(Point-per-instance localization data)

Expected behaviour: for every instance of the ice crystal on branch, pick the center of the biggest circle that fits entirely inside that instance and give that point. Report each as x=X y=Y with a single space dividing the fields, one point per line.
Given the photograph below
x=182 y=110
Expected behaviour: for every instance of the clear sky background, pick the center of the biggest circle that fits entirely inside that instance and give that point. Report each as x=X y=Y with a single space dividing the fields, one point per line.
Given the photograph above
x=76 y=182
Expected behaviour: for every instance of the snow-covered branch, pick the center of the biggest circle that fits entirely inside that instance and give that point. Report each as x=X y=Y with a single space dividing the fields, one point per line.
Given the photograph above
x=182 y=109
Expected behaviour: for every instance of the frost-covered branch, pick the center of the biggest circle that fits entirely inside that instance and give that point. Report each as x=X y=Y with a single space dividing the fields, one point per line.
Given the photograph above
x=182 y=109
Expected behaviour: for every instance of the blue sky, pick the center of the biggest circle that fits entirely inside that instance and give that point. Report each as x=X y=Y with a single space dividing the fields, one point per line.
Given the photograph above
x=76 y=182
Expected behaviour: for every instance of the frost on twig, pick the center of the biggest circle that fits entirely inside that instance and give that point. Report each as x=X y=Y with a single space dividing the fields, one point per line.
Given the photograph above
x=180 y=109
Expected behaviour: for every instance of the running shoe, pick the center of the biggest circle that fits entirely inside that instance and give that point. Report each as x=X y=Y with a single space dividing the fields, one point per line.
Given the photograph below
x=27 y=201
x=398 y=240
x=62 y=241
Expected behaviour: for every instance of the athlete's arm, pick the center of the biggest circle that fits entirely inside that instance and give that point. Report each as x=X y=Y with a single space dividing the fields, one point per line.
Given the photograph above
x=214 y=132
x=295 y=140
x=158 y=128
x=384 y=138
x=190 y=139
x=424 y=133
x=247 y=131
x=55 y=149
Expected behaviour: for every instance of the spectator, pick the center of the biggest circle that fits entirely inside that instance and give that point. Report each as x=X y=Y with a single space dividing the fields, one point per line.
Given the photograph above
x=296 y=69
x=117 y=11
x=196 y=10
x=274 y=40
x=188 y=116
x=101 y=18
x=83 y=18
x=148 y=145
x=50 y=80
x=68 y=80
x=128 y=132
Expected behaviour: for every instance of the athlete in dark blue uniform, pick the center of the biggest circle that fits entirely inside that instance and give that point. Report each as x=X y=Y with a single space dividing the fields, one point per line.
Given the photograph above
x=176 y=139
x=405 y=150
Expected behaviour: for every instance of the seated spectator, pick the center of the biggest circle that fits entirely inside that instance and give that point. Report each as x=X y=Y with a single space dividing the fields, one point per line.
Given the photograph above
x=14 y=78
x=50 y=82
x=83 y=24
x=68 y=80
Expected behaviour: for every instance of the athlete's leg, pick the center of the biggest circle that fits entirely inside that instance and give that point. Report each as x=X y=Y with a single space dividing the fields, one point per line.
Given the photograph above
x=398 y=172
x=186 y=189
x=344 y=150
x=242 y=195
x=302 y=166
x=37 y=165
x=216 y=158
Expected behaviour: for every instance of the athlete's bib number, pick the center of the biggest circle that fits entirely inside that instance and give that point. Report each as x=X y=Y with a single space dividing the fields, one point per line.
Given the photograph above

- **PROBLEM**
Check each line of the entries for "spectator" and copy those that have it.

- **RESPONSE TO THIS EXERCISE**
Expected behaviour: for every instance of the spectator, pick the center of the biggest circle that fits entirely inside that instance and give that point. Report each as x=X y=Y with a single space dividing the fields, one point per line.
Expected behaviour: for every instance of the seated spectator, pick the center of the biggest circle that fits entirely inside that instance and give that point. Report each as x=X y=Y with a single space dividing the fields, one point per line.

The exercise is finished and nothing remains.